◆ Material provided ◆
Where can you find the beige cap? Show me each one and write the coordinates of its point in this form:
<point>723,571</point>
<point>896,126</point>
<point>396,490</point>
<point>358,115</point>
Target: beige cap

◆ Directions ◆
Reproduce these rows verbatim, without altering any character.

◆ Output of the task ◆
Where can you find the beige cap? Show me each one and write the coordinates of its point in this form:
<point>723,571</point>
<point>896,126</point>
<point>396,490</point>
<point>358,115</point>
Target: beige cap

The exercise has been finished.